TRECHO —
Mas Laura decidiu não permanecer mais solitária. Começou a fazer acompanhamento com uma psicóloga da igreja e depois no SUS. Aos poucos, após muitas lágrimas, colocou para fora o que vivia e sentia. Devagar, a impotência foi dando lugar à coragem. Em uma noite em que esqueceu de trancar a porta do quarto onde dormia todos os dias com o filho, o marido entrou e a agrediu com um golpe de faca na coxa e um soco no rosto. Ela não se calou.
Era 2012 e o boletim de ocorrência que Laura fez foi um dos 584 registrados naquele ano por lesão corporal dentro da própria casa. Ano passado foram 532 casos. Ou seja, a cada três dias, duas mulheres sofrem violência dentro de casa em Blumenau. As ameaças que o marido fazia também entram para as estatísticas de agressão, mas psicológica. Na cidade, em 2017, foram 1.156 relatos desse tipo aos policiais, um aumento de 10% em relação a 2013.
Laura teve que voltar à Delegacia da Mulher mais de cinco vezes – frustrou-se em algumas ocasiões pelo descaso do policial que a atendeu, que a orientou a deixar a casa com o filho. A medida protetiva saiu apenas em 2016, quando o marido tentou golpeá-la com uma faca pelas costas. O oficial de Justiça o obrigou a deixar a residência. Ele colocou três peças de roupa dentro de um saco plástico e disse que voltaria no dia seguinte.
Pedido de socorro
No ano passado, 102 mulheres vítimas de violência foram atendidas nos Creas. São casos ainda mais graves, que viraram processos judiciais e têm algum avanço, como o de acompanhamento assistencial e psicológico. O número de homens autores de violência atendidos nesses locais foi 147.
Segundo Sheila e Ricardo, mulheres que passam por algum tipo de violência dentro de casa podem pedir ajuda ao município através dos Centro de Referência de Assistência Social (Cras) espalhados pela cidade. Dependendo do caso, a família ou vítima é encaminhada ao Creas, para um atendimento mais especializado.
Denúncias podem ser feitas gratuitamente pela Central de Atendimento à Mulher no 180. Caso haja agressão, a instrução é acionar a Polícia Militar pelo 190.
“Acordei pra vida”
Depois da medida protetiva, o ex-marido de Laura já tentou entrar na casa diversas vezes. As ameaças pelo portão são de que um dia ele ateará fogo nela e no filho, que hoje tem 15 anos, ou destruir a residência onde ela mora e trabalha como costureira, na região Norte de Blumenau. Foi assim que sustentou o lar durante anos, já que ele nunca ajudou nas contas.

REQUISITO A —
Repita sem nenhuma alteração as linhas do material de origem, do início até a linha que contém "rough mask: <svg", incluindo essa linha.

MATERIAL DE ORIGEM —
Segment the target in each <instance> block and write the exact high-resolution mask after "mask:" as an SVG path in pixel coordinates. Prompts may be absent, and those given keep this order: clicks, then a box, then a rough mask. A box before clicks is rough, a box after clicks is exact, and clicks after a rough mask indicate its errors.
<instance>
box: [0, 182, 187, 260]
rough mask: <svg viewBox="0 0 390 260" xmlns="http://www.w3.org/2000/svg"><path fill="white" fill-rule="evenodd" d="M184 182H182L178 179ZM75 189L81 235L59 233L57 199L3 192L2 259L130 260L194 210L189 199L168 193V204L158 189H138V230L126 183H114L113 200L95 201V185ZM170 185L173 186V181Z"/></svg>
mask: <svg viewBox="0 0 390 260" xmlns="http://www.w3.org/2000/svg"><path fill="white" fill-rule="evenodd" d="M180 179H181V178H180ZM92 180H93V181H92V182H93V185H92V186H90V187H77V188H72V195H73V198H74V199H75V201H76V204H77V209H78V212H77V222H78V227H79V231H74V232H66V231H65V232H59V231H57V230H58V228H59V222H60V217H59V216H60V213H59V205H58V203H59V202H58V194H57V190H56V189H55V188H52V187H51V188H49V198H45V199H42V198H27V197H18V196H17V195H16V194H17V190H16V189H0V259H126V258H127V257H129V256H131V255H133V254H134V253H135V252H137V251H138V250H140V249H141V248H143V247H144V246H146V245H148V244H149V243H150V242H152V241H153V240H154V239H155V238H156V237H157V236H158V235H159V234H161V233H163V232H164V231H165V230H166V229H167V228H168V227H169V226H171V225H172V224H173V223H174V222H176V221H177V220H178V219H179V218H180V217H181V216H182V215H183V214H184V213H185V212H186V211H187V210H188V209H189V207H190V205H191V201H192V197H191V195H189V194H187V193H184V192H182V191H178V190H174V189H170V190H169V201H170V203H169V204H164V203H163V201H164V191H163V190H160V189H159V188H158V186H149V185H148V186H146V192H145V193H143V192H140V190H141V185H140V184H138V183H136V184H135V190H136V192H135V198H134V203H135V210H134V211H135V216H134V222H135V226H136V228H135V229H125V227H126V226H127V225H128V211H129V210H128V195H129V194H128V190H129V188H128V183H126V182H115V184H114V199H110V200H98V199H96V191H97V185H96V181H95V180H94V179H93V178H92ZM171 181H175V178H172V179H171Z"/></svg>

REQUISITO B —
Transcreva literalmente a parte do trecho que começa nas palavras "Laura teve que" e termina depois de "no dia seguinte.".

SOLUÇÃO DO PROBLEMA A —
Segment the target in each <instance> block and write the exact high-resolution mask after "mask:" as an SVG path in pixel coordinates. Prompts may be absent, and those given keep this order: clicks, then a box, then a rough mask. A box before clicks is rough, a box after clicks is exact, and clicks after a rough mask indicate its errors.
<instance>
box: [0, 182, 187, 260]
rough mask: <svg viewBox="0 0 390 260" xmlns="http://www.w3.org/2000/svg"><path fill="white" fill-rule="evenodd" d="M184 182H182L178 179ZM75 189L81 235L59 233L57 199L3 192L2 259L130 260L194 210L189 199L168 193V204L158 189H138V230L126 183H114L113 200L95 201V185ZM170 185L173 186V181Z"/></svg>

SOLUÇÃO DO PROBLEMA B —
Laura teve que voltar à Delegacia da Mulher mais de cinco vezes – frustrou-se em algumas ocasiões pelo descaso do policial que a atendeu, que a orientou a deixar a casa com o filho. A medida protetiva saiu apenas em 2016, quando o marido tentou golpeá-la com uma faca pelas costas. O oficial de Justiça o obrigou a deixar a residência. Ele colocou três peças de roupa dentro de um saco plástico e disse que voltaria no dia seguinte.